== OBJECTIVE ==
Please quote the lines below word for word, with nothing added, dropped, or changed.

== SOURCE DATA ==
'''

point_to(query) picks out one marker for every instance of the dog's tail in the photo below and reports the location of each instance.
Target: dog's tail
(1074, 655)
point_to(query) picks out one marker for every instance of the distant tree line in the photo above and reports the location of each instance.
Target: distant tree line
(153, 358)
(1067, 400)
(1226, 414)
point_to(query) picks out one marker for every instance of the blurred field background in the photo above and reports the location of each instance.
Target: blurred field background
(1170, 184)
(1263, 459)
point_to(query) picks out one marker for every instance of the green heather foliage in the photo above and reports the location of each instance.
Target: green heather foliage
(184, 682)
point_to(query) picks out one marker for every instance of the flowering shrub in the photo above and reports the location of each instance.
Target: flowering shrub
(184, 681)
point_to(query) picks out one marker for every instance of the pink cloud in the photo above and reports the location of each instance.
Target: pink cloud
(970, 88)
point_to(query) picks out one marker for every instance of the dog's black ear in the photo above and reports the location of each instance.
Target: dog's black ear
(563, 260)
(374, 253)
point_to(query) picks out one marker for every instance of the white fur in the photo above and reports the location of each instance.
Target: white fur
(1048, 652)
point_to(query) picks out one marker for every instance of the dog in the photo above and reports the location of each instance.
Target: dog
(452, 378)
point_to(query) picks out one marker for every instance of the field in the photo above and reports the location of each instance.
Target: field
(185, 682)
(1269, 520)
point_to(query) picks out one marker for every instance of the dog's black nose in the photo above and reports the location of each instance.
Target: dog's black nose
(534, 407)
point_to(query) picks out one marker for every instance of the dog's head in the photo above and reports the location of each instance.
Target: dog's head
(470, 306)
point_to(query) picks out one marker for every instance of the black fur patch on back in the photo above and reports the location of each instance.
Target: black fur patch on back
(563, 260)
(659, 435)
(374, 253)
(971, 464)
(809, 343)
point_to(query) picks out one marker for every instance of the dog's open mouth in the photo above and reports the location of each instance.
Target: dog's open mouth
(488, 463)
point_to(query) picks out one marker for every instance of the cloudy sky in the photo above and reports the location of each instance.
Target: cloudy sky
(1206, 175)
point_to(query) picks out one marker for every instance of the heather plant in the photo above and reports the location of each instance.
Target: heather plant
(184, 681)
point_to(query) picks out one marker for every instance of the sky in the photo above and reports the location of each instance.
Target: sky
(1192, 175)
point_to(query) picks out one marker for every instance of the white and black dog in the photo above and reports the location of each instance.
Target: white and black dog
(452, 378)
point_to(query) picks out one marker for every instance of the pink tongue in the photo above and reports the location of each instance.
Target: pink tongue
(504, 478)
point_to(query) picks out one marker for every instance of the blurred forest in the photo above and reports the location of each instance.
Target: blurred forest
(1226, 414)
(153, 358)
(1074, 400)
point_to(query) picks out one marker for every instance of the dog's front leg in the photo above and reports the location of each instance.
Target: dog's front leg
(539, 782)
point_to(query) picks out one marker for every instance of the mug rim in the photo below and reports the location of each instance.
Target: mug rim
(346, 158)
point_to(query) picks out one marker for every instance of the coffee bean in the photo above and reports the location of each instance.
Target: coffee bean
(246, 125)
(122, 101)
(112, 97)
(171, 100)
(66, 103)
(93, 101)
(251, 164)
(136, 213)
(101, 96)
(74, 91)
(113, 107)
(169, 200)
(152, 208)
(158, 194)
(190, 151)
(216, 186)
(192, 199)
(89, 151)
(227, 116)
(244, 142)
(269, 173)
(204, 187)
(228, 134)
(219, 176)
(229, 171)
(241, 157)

'''

== FINAL ANSWER ==
point_to(query) picks out one marker for every instance of the dog's tail in the photo below and reports the location of each instance.
Target: dog's tail
(1074, 655)
point_to(query) picks out one marker for every instance of the distant tree line in the photo above and reports the location of each instance.
Target: distant tree line
(153, 358)
(1067, 400)
(1226, 414)
point_to(query) picks out one marker for every instance of the blurred field background in the photo above and reports the location of each instance.
Target: blurred field background
(1170, 184)
(1263, 459)
point_to(query) picks out one marker for every instance of the green heather foliage in the photo above and reports the location of each instance.
Target: green heather foliage
(184, 682)
point_to(query) picks out one marker for every instance of the flowering shrub in the photo above and reports the location of each instance.
Target: flowering shrub
(184, 681)
point_to(query) picks out one marker for every instance of the pink cloud in the photo above and reports the location of each instance.
Target: pink cloud
(970, 88)
point_to(query) picks out one marker for every instance of the dog's black ear in the photo above and reports the location of each instance.
Target: dog's black ear
(563, 260)
(374, 253)
point_to(query) picks out one marker for every instance of the white fur in the photo above and reports the location of each instance.
Target: white fur
(1048, 652)
point_to(query) picks out one marker for every instance of the dog in the photo above and reports the location of each instance.
Target: dog
(452, 378)
point_to(query) picks out one marker for every instance of the field in the photo above and reports the location of each instance.
Target: field
(185, 682)
(1269, 520)
point_to(query) picks out one marker for every instance of the dog's black nose in the photo above and reports the location of each instance.
Target: dog's black nose
(534, 407)
point_to(query) picks out one marker for every instance of the dog's head in the photo above and reports the location of each instance.
Target: dog's head
(470, 306)
point_to(query) picks out one marker for every instance of the black fur patch on back in the photo above and reports the location of each instance.
Target: black fur patch on back
(563, 260)
(659, 435)
(374, 253)
(971, 464)
(809, 343)
point_to(query) picks out one marker for every instance of the dog's open mouth in the photo above and reports the location of each instance.
Target: dog's open mouth
(488, 463)
point_to(query) picks out one marker for every instance of the cloudy sky in the photo above and reports the location of each instance.
Target: cloudy sky
(1206, 175)
point_to(query) picks out one marker for every instance of the heather plant in the photo above and reports the location of each instance.
Target: heather plant
(184, 681)
point_to(query) picks out one marker for every instance of the sky in the photo above and reports the location of each instance.
Target: sky
(1192, 175)
point_to(query) picks out one marker for every instance of the white and black dog in the photo above and reports the location of each instance.
Target: white and black dog
(452, 378)
point_to(query) picks out one marker for every instance of the pink tongue in the photo above and reports the location of each instance.
Target: pink tongue
(504, 478)
point_to(query) picks out one marker for every instance of the blurred forest in the photo above and reports the location of each instance.
Target: blurred forest
(1226, 414)
(153, 358)
(1074, 400)
point_to(query) picks out one marker for every instance of the dog's front leg in the photo above and reports the location of each instance.
Target: dog's front leg
(539, 782)
point_to(query) picks out one marker for every instance of the mug rim in the photo below and reports the location of each instance.
Target: mug rim
(346, 158)
point_to(query) picks out one marker for every instance of the coffee bean in the photo above and reports the location of each instance.
Target: coffee bean
(246, 125)
(122, 101)
(112, 97)
(171, 100)
(66, 103)
(93, 101)
(251, 164)
(136, 213)
(101, 96)
(74, 91)
(113, 107)
(169, 200)
(152, 208)
(158, 194)
(190, 151)
(216, 186)
(192, 199)
(89, 151)
(227, 116)
(244, 142)
(269, 173)
(204, 187)
(228, 134)
(219, 176)
(229, 171)
(241, 157)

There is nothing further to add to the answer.